• **Data entries**:
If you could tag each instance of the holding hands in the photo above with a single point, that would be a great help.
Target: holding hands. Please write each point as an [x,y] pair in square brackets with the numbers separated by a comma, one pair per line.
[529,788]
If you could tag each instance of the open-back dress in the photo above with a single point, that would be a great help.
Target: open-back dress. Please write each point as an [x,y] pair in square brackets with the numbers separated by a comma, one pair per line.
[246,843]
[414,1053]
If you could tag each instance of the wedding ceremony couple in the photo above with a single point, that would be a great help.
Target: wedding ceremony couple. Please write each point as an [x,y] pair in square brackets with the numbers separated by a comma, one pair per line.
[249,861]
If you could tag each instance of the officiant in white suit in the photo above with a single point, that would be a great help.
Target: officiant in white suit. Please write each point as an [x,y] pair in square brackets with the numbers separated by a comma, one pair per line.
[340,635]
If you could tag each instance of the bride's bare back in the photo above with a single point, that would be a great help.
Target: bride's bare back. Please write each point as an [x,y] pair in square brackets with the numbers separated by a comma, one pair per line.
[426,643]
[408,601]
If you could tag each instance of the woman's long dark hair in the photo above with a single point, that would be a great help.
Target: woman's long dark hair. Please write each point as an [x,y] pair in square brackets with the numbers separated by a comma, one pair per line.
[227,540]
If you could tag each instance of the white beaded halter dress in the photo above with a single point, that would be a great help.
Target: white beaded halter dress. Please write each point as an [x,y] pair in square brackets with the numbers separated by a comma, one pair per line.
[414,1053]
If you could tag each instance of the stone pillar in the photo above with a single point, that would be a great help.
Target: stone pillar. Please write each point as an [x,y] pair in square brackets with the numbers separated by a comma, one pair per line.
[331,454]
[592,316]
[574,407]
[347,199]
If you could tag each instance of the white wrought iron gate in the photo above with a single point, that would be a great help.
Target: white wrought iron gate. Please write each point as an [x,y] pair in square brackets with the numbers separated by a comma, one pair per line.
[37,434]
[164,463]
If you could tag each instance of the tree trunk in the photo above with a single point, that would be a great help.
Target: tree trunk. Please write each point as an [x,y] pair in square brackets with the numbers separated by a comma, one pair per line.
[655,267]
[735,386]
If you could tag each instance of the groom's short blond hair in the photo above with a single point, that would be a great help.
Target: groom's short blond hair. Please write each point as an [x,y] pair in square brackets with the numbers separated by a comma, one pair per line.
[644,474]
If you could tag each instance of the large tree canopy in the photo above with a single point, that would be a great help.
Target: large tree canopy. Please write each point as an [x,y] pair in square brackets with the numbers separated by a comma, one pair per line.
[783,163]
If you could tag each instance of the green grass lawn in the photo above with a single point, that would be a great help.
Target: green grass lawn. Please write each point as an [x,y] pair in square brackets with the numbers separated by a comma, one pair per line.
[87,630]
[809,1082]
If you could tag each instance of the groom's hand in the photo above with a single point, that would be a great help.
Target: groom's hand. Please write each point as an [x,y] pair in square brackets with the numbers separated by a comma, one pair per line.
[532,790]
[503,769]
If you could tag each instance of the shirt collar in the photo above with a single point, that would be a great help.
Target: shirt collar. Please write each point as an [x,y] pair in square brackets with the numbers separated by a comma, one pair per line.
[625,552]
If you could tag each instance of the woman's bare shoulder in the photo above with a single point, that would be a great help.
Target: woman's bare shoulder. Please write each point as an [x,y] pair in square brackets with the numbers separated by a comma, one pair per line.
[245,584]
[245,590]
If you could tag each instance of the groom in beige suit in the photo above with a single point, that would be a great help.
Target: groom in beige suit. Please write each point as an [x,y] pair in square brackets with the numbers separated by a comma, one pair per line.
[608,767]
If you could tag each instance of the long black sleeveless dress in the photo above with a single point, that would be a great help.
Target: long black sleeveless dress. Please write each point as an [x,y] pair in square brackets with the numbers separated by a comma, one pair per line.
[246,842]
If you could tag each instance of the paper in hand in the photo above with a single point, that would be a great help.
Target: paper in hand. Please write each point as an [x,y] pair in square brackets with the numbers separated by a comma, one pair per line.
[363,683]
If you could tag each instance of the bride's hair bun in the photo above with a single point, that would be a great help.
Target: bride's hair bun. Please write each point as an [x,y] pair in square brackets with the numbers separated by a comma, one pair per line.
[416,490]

• **What you should do**:
Look above for the line with "Target: stone pillar." and the line with "If you could tag each instance of the shirt"; transcribe both and all lines in between, exactly, and nothing else.

• **Answer space**:
Target: stone pillar. Please write each point as an [x,y] pair in square brackets with the numbers separated by a comma, one pair per line.
[331,454]
[592,316]
[574,407]
[347,199]
If you could tag each instance of the white wrought iron gate in the photo above with a single point, that would be a great help.
Target: white wrought iron gate. Please write each point as an [x,y] pair in square brackets with the numbers separated by a comma, one pair per line.
[37,434]
[164,463]
If you could tag each instance of the tree trunk in the photo above with a single point, that would be a great help.
Target: tree trunk. Please write each point as an [x,y] pair in square brackets with the numbers separated by a comma, one pair per line.
[655,267]
[735,386]
If you could tag each instance of the groom's short blond hair in the photo above with a single point, that would be a great help.
Target: groom's short blond hair. Please write each point as an [x,y] pair in square brackets with the numbers separated by a comma, one pair per line.
[644,474]
If you could tag each instance of the large tree canopy in the photo above with a single point, that would be a great help.
Target: large tree canopy. Please write each point as an [x,y] pair in square brackets with the numbers separated by a comma, one pair per line.
[783,163]
If you could tag each instance of the green grass lawn in the photo above with a single point, that would be a great help.
Target: green grass lawn. Please write each point as an [x,y] pair in square brackets with the numbers separated by a comma, one pair per line.
[87,630]
[809,1082]
If you could tag each instance of the groom's hand in the photo above with a single point, that would be a great help.
Target: groom's hand. Please write each point as an [x,y] pair in square brackets with the numbers separated by a comma, one pair per line.
[532,790]
[503,769]
If you could tag each instance of the shirt collar in the photo above with a single point, that would be a great help.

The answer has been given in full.